Task statement: Return each line in the items below that contains the string "white", treating uppercase and lowercase as different.

Data records:
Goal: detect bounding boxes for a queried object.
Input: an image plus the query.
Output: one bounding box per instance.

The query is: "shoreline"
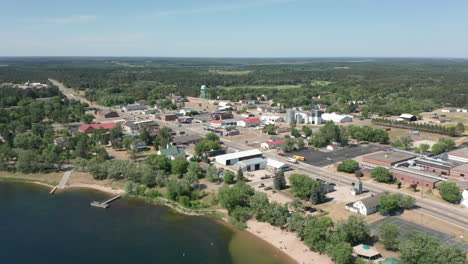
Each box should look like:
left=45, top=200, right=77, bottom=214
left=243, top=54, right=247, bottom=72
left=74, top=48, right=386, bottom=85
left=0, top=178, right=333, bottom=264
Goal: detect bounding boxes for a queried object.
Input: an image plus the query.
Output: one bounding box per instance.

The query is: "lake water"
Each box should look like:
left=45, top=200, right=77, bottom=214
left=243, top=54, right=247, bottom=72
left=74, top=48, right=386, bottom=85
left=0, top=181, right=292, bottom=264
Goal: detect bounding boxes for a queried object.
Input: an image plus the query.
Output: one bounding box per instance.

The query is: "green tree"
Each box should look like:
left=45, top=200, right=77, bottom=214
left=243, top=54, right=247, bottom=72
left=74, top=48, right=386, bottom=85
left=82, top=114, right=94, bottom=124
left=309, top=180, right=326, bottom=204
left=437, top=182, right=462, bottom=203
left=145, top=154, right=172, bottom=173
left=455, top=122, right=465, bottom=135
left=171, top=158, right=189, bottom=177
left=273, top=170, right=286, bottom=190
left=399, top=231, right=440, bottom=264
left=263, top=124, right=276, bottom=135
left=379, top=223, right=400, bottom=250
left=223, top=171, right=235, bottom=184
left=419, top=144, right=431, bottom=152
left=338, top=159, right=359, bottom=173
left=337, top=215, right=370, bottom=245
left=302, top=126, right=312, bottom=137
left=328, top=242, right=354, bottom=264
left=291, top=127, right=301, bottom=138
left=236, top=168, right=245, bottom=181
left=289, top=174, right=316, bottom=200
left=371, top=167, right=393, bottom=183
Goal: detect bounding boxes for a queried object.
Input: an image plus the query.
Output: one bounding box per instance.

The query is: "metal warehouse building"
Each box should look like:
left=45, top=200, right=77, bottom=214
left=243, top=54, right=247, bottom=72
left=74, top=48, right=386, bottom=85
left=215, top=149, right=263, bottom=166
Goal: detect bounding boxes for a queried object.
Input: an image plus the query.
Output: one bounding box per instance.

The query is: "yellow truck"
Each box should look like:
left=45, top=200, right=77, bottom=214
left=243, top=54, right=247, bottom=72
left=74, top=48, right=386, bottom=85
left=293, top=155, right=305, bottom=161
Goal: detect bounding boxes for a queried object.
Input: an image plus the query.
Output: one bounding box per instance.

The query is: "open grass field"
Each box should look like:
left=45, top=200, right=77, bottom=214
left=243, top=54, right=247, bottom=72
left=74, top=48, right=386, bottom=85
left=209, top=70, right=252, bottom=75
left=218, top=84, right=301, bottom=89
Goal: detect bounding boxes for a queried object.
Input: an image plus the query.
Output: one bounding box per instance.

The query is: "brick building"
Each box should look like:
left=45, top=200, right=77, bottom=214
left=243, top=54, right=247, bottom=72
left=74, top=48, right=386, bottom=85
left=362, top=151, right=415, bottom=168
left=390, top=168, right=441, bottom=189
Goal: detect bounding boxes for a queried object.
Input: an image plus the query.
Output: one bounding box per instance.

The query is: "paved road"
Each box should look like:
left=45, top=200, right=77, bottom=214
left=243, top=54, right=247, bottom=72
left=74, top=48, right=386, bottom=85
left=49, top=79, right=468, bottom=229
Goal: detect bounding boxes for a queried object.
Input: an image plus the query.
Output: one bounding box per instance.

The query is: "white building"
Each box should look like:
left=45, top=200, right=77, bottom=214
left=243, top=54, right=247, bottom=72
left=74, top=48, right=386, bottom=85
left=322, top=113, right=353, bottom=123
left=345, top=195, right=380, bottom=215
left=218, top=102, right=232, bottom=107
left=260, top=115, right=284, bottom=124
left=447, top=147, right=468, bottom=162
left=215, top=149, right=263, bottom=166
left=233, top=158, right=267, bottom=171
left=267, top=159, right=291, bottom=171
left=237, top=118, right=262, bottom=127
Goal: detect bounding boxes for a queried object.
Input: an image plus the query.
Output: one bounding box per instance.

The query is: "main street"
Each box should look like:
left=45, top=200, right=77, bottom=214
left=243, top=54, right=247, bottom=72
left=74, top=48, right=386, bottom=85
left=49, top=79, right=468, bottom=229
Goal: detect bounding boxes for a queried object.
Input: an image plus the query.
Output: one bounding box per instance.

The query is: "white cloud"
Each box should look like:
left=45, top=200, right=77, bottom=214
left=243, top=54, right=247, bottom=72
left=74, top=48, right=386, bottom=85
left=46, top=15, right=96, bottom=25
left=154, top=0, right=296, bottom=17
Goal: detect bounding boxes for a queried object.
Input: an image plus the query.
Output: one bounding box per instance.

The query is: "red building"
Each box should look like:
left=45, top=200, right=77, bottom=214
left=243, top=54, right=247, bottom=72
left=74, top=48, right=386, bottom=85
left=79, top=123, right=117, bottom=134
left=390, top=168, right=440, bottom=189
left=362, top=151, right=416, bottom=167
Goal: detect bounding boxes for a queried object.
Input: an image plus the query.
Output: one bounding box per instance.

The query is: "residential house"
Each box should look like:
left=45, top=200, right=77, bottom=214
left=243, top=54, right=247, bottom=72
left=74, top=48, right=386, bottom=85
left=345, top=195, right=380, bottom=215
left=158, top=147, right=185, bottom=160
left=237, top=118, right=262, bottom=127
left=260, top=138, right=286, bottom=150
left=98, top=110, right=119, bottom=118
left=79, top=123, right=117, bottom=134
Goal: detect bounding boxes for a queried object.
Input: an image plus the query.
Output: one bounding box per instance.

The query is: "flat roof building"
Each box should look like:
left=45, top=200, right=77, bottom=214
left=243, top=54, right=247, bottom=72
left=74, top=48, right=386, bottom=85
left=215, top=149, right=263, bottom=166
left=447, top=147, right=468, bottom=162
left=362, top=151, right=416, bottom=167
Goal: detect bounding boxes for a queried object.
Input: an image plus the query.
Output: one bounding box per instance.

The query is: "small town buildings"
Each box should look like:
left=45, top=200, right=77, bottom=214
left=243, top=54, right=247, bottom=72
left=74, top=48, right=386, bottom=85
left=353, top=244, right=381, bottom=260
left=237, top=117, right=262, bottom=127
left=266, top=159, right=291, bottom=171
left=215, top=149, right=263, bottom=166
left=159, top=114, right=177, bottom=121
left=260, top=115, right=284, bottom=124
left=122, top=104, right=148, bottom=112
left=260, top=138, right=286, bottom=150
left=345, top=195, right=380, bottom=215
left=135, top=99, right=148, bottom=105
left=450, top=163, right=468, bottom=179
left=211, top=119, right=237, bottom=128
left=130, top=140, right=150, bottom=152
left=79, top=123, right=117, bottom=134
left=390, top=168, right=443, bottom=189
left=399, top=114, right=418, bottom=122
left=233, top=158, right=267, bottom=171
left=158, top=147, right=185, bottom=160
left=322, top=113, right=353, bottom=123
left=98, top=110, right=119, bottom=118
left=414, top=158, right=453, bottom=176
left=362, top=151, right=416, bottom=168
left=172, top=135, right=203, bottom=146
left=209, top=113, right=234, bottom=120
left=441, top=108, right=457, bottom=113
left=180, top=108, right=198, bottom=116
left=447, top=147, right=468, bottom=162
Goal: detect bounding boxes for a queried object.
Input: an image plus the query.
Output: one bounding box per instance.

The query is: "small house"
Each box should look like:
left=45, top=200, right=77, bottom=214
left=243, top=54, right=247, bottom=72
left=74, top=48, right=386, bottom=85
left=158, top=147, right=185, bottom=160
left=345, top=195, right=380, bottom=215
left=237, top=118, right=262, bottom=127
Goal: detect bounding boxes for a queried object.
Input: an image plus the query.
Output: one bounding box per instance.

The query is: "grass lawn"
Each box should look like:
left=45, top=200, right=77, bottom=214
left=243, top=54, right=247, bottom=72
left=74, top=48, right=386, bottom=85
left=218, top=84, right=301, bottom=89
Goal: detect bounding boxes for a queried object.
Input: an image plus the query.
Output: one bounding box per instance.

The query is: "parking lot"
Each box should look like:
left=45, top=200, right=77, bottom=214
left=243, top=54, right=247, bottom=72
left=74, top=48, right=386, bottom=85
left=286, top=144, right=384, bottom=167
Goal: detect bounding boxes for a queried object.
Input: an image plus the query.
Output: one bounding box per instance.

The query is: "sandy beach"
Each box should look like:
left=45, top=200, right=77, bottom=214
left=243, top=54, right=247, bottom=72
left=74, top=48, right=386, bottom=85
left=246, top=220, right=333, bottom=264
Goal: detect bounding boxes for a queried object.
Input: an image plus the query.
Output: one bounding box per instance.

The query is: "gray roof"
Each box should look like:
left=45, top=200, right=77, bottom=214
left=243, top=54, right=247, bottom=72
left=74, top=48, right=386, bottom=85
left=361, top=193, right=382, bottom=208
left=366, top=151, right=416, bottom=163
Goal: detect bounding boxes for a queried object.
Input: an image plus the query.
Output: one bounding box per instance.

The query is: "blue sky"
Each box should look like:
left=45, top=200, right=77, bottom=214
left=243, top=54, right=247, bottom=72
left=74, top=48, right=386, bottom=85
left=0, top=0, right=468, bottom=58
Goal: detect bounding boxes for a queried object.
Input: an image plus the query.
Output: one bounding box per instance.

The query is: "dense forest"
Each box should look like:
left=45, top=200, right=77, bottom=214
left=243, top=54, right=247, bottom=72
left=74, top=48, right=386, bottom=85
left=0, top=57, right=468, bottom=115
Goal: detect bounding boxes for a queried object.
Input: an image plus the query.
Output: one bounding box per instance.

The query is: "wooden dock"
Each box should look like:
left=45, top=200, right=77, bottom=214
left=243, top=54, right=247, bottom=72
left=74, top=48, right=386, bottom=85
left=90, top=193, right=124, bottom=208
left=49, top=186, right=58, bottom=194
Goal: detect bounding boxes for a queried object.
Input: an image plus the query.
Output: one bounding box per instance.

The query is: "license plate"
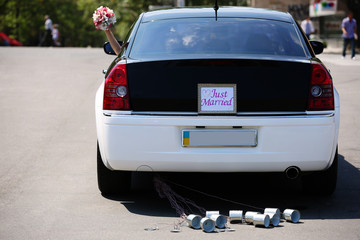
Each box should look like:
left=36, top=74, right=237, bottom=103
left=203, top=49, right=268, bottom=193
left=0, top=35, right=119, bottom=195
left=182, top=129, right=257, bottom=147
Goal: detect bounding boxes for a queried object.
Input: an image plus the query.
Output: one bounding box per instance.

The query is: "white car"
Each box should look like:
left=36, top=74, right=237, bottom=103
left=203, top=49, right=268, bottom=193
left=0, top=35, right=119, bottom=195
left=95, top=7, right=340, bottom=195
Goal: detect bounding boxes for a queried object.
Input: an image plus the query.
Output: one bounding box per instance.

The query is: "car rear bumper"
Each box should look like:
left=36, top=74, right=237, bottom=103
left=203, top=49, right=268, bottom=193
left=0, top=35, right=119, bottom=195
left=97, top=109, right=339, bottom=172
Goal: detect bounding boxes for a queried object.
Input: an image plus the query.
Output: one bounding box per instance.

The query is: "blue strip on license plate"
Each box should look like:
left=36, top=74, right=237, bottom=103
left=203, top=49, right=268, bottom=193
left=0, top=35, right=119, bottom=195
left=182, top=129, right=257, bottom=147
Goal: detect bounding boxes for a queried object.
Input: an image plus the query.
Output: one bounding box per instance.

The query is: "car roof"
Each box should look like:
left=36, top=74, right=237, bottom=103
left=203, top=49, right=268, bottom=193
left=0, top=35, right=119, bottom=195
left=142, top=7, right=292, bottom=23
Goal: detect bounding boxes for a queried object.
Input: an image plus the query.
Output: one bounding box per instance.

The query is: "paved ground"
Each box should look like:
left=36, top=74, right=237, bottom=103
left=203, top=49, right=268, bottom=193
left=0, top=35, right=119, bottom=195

==

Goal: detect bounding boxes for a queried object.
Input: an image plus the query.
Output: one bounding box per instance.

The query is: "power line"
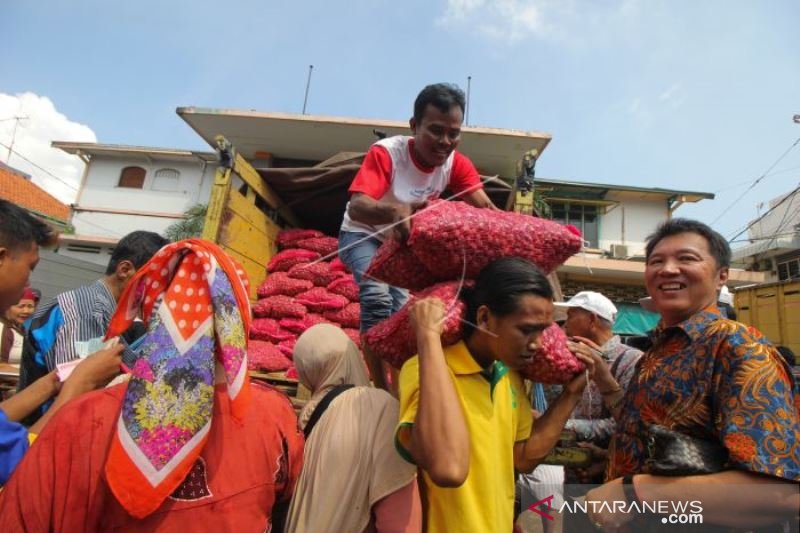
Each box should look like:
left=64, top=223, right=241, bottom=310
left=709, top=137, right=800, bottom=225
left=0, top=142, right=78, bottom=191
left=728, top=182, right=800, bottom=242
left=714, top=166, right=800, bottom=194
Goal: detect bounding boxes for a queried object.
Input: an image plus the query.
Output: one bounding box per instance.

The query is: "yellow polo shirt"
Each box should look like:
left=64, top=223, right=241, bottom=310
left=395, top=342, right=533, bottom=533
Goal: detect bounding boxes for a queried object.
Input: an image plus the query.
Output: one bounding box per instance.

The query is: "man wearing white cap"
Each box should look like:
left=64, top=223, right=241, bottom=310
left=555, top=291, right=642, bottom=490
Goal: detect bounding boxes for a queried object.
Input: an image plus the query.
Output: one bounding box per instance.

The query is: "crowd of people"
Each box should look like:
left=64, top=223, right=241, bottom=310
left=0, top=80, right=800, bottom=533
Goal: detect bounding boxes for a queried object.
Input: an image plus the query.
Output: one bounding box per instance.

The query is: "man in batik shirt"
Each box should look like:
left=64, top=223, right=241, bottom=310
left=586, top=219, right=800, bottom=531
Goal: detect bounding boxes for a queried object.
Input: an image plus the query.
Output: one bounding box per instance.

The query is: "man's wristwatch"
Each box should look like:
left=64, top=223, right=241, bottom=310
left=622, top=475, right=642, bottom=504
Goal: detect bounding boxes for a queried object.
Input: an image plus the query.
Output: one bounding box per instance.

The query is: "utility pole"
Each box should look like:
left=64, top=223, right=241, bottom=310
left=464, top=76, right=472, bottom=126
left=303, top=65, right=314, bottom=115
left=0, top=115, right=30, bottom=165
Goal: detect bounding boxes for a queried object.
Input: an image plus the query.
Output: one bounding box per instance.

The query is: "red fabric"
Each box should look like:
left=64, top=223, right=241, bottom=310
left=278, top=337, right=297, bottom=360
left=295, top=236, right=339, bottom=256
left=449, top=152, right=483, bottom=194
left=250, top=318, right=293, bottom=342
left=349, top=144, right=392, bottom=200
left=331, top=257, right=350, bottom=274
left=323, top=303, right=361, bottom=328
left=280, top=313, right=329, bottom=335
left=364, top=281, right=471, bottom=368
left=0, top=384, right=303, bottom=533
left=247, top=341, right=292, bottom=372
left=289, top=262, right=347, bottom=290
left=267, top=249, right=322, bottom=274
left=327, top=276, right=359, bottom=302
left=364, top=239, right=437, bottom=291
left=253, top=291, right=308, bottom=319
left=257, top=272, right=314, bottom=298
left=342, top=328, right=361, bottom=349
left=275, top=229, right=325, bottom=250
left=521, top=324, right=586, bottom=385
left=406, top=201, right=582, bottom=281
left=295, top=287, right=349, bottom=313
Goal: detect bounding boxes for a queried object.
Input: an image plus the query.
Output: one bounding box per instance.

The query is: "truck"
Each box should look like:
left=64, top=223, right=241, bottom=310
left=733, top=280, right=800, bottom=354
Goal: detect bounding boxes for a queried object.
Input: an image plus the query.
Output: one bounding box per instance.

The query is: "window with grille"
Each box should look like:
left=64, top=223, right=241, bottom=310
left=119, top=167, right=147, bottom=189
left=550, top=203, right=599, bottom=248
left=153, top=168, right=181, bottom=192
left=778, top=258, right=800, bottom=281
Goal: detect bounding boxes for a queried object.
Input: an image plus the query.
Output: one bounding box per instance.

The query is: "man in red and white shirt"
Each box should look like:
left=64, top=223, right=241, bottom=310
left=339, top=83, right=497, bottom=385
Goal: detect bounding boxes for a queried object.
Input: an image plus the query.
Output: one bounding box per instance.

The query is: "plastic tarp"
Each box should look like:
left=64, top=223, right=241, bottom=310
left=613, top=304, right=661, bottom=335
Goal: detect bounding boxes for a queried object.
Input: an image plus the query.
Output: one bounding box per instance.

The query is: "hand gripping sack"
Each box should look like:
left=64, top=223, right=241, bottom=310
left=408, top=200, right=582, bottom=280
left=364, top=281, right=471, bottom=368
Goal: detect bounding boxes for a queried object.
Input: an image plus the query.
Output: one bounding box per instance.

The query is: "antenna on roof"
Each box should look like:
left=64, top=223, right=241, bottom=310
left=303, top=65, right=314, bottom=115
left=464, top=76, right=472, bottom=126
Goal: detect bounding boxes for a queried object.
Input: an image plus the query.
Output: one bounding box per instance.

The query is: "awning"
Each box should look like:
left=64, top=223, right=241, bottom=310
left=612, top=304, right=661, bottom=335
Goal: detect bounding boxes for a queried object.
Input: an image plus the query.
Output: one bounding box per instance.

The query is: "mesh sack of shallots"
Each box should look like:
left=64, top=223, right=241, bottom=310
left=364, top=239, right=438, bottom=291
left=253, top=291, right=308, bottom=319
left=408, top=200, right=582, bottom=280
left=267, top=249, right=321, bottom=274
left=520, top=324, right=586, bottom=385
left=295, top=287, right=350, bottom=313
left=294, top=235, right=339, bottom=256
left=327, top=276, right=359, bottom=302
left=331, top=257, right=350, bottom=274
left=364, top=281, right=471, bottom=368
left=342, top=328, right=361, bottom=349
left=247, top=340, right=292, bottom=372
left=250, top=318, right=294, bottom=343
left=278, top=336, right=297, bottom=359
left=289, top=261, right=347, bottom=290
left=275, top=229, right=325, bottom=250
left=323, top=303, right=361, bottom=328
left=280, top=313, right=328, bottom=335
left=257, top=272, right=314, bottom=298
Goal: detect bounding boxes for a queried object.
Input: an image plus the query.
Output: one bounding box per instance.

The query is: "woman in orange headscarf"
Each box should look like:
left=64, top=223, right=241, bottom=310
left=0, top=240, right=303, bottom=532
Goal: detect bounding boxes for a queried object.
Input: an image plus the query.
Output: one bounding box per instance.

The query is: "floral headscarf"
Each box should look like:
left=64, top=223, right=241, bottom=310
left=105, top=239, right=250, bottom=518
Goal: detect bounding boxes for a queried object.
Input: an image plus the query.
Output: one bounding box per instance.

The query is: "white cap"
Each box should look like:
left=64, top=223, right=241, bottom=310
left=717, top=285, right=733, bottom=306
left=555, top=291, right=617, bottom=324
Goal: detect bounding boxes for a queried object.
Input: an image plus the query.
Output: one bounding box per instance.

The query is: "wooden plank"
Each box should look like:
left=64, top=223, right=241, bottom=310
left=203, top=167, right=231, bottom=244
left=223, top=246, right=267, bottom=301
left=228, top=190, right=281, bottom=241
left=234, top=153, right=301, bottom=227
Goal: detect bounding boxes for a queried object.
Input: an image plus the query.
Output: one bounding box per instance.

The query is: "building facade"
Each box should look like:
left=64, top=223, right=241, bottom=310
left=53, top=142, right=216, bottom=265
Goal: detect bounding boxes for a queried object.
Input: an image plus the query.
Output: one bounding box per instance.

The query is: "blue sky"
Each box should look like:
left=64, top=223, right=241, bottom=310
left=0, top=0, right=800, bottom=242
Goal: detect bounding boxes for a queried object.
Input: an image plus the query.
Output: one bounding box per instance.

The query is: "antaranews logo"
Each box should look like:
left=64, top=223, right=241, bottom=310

Expected answer:
The query is: "white building"
The query is: "white cloud"
The query is: "white car"
The query is: "man wearing white cap"
The query is: "man in red and white shirt"
The query is: "white cap"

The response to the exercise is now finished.